** begin **

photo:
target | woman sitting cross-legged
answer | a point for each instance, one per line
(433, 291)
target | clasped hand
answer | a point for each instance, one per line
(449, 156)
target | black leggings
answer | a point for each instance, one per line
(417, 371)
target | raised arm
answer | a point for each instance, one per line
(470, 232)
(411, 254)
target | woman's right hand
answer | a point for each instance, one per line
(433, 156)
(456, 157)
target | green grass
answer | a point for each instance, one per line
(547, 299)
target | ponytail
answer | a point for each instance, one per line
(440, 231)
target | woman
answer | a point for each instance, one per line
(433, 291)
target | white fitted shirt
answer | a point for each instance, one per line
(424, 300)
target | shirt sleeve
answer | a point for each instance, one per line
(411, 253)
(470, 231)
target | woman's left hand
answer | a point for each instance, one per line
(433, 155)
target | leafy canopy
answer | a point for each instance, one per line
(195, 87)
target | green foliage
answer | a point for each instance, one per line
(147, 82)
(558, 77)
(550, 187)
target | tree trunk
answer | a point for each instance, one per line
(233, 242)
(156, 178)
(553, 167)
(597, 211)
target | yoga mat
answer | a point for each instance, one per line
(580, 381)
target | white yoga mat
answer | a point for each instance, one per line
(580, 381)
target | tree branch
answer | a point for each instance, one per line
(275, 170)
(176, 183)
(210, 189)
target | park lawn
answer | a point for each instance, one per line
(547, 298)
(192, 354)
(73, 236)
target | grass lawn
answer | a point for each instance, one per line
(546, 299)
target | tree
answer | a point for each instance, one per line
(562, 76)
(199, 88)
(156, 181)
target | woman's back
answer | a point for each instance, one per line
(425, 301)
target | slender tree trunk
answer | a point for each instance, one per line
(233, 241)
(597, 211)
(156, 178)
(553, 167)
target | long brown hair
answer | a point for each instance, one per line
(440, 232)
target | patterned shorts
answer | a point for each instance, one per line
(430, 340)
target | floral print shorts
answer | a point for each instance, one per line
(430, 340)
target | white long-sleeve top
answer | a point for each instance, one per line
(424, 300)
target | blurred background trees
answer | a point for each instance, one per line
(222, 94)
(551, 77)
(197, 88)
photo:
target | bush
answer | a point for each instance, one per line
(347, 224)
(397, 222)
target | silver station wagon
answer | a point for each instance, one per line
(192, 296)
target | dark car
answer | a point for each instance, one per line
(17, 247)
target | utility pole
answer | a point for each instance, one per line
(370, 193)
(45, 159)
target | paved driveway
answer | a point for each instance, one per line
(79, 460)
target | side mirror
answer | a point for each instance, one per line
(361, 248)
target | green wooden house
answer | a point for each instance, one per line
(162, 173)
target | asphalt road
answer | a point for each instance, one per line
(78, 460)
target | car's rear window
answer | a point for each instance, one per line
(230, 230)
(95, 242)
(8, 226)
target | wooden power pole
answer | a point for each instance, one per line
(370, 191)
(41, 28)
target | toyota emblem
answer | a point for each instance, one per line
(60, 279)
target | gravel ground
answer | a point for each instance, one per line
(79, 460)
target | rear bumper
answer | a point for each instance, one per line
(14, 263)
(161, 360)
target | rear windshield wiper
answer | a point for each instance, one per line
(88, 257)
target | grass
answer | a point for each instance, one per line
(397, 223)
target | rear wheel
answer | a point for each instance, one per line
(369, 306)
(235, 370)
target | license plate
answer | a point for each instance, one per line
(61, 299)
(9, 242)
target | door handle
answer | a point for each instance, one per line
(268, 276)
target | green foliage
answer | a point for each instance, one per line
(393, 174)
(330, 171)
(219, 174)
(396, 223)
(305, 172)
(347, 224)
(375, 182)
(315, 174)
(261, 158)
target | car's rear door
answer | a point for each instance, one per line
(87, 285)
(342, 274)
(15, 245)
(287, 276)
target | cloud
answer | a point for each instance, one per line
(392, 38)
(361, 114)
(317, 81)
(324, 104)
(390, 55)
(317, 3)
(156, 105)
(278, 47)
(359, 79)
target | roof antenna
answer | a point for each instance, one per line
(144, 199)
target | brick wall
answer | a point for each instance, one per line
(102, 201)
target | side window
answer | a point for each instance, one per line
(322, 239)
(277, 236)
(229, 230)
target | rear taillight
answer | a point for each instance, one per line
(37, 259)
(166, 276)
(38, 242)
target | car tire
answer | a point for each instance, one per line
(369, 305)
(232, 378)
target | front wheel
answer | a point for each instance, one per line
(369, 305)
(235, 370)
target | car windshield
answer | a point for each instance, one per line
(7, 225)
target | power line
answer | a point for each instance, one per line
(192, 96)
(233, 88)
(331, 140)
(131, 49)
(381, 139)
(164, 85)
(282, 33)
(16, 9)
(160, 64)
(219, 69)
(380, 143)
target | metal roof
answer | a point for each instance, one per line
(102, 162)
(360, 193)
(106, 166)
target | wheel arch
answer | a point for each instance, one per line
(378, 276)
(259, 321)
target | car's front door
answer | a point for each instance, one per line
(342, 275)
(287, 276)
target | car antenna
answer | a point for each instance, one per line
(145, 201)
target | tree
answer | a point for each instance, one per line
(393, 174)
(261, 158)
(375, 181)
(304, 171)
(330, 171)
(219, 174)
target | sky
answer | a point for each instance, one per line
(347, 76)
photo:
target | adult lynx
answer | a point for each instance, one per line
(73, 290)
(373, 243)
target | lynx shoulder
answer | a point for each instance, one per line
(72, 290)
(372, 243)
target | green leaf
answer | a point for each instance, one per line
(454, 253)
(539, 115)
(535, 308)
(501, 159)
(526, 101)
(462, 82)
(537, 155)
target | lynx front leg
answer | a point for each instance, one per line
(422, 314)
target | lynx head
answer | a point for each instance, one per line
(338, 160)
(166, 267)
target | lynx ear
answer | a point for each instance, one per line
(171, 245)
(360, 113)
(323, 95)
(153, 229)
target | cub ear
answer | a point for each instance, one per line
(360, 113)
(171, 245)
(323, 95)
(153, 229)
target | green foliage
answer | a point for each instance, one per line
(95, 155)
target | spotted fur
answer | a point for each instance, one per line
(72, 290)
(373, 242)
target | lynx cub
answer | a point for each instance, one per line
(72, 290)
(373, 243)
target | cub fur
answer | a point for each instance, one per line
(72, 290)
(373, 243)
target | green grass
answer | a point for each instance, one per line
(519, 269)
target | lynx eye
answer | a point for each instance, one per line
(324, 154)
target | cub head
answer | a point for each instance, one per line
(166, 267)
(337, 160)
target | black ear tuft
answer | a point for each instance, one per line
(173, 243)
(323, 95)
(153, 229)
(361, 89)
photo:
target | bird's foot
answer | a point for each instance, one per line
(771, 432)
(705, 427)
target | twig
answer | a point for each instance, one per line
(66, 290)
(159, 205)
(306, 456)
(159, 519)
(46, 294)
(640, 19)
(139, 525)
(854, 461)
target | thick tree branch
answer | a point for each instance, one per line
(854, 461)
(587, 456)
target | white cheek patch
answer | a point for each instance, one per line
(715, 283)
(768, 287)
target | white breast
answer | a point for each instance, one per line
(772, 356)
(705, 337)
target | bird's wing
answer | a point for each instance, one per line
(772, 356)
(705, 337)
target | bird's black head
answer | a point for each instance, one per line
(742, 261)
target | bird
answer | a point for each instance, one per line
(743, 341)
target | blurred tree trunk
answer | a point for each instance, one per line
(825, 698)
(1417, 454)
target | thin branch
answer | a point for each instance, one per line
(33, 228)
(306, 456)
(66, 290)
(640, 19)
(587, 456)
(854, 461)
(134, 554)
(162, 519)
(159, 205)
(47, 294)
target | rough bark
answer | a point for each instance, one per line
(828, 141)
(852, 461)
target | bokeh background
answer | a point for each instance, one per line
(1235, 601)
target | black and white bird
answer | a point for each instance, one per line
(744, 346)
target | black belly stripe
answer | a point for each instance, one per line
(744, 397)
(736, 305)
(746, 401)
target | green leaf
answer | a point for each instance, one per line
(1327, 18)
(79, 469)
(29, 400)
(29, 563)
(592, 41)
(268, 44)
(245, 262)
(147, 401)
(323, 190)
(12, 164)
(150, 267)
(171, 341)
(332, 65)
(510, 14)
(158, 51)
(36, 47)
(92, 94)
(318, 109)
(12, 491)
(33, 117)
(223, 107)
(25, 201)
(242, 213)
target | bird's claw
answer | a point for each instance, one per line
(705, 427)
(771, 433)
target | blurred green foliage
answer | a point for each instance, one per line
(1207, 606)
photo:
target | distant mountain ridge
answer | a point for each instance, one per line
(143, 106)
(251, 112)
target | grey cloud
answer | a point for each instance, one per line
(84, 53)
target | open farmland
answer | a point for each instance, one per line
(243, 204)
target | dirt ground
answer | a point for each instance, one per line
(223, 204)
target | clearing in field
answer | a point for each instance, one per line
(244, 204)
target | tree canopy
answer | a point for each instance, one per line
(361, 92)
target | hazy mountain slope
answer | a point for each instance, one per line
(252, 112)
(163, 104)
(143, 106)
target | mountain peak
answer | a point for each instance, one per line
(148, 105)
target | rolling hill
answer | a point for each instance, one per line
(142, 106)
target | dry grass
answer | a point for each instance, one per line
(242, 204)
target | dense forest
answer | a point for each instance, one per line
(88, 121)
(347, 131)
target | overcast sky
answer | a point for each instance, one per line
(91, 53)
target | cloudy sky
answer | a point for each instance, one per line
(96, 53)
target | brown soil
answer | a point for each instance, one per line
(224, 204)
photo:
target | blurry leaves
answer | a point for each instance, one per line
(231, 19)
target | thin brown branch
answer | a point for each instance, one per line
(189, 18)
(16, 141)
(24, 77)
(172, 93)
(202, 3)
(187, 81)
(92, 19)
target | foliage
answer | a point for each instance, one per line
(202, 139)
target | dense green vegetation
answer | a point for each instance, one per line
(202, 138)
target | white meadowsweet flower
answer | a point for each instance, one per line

** end **

### [Goal of the exercise]
Give back exactly the lines that run from the line with "target | bird's claw" through the close of the material, counting both ends, and nothing more.

### [Finished answer]
target | bird's claw
answer | a point for each instance, one per line
(705, 427)
(771, 433)
target | blurred green foliage
answer | a point for each instance, one per line
(1207, 606)
photo:
target | distant mountain ridge
answer | a point for each instance, one per line
(143, 106)
(251, 112)
target | grey cloud
answer | a point for each instance, one per line
(84, 53)
target | open farmland
answer | a point for each instance, one per line
(243, 204)
target | dirt ground
answer | a point for each instance, one per line
(223, 204)
target | clearing in field
answer | a point for each instance, one per line
(244, 204)
target | tree canopy
answer | a point for each instance, one per line
(361, 92)
target | hazy mountain slope
answer | a point for each instance, one per line
(252, 112)
(163, 104)
(143, 106)
target | mountain peak
answer | a point for each instance, one per line
(148, 105)
target | rolling hill
answer | a point for each instance, one per line
(142, 106)
target | dry grass
answer | a point for each instance, one per line
(242, 204)
target | dense forest
answer | a point for each instance, one per line
(88, 121)
(347, 131)
target | overcast sky
answer | a point for each instance, one per line
(91, 53)
target | cloudy sky
answer | a point for each instance, one per line
(96, 53)
target | brown soil
answer | a point for each instance, one per line
(224, 204)
photo:
target | blurry leaves
answer | a point for each instance, one per line
(231, 19)
target | thin brown branch
answer | a point for each instance, one per line
(189, 18)
(16, 141)
(24, 77)
(172, 93)
(202, 3)
(187, 81)
(92, 19)
target | foliage
answer | a point for each instance, one per line
(202, 139)
target | dense green vegetation
answer | a point for each instance, one per line
(202, 138)
target | white meadowsweet flower
answer | a point for each instance, one per line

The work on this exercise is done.